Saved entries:
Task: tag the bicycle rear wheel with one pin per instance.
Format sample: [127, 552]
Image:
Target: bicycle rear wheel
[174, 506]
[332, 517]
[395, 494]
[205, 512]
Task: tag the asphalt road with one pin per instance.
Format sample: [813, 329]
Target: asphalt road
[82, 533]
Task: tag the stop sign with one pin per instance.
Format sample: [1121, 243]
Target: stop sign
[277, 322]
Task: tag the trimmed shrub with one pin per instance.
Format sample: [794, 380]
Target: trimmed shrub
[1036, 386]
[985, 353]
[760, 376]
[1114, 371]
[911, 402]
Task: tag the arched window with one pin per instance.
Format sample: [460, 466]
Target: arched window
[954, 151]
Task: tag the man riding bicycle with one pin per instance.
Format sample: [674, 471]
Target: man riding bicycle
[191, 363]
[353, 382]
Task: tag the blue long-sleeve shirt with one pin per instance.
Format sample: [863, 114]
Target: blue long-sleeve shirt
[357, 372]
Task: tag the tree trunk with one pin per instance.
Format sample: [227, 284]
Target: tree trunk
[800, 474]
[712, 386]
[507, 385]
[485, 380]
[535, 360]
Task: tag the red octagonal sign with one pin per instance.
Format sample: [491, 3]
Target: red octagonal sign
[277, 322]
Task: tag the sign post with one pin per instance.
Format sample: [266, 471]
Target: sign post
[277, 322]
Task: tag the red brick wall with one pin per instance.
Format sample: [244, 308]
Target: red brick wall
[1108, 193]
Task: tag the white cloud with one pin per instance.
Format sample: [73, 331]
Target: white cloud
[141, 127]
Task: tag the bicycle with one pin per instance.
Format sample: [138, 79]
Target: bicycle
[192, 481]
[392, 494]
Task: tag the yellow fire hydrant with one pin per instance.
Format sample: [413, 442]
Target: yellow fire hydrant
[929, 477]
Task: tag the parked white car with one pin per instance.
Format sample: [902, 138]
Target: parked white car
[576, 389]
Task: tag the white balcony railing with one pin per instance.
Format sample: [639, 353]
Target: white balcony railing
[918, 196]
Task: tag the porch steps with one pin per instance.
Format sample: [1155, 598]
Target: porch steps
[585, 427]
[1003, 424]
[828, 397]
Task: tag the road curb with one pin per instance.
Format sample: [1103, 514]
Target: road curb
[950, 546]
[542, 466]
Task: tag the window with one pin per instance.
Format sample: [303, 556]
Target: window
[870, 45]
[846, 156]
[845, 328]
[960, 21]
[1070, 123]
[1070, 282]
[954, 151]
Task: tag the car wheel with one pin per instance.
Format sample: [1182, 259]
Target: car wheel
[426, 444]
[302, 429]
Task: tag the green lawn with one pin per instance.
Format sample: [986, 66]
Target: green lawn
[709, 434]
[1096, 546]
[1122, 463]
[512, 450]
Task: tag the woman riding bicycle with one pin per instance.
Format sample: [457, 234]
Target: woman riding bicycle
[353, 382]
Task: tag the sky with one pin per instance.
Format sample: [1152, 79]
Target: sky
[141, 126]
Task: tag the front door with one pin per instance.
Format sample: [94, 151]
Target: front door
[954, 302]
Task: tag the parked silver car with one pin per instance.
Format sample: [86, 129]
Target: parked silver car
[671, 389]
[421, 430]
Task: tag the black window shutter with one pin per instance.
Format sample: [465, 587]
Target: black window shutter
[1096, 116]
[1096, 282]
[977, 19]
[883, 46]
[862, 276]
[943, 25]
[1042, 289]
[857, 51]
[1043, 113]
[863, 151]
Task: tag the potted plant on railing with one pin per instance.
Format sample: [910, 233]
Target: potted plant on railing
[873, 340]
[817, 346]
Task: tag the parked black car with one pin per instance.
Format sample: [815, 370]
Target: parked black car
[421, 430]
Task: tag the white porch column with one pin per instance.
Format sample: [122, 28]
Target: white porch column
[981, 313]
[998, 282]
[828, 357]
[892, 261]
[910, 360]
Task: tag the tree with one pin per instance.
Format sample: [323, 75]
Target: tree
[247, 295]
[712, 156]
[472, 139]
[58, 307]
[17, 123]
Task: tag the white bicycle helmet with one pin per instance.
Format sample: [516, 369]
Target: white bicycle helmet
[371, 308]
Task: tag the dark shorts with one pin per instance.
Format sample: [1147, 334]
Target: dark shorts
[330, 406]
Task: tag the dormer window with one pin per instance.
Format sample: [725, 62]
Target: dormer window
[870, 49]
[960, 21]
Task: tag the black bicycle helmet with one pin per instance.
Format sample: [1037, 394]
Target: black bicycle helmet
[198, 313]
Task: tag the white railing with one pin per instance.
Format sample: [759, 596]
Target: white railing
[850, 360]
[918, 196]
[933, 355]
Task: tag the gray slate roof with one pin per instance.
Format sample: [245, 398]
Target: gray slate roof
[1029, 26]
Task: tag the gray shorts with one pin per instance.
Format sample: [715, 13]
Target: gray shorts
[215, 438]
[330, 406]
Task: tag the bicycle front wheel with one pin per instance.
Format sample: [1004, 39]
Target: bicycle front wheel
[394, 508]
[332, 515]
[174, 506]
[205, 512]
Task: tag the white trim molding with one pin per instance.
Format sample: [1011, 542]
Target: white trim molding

| ABOUT THIS TASK |
If a line in the data above includes the string "molding", copy it.

| RESPONSE BELOW |
Task: tag the white trim molding with one pin per instance.
Target: white trim molding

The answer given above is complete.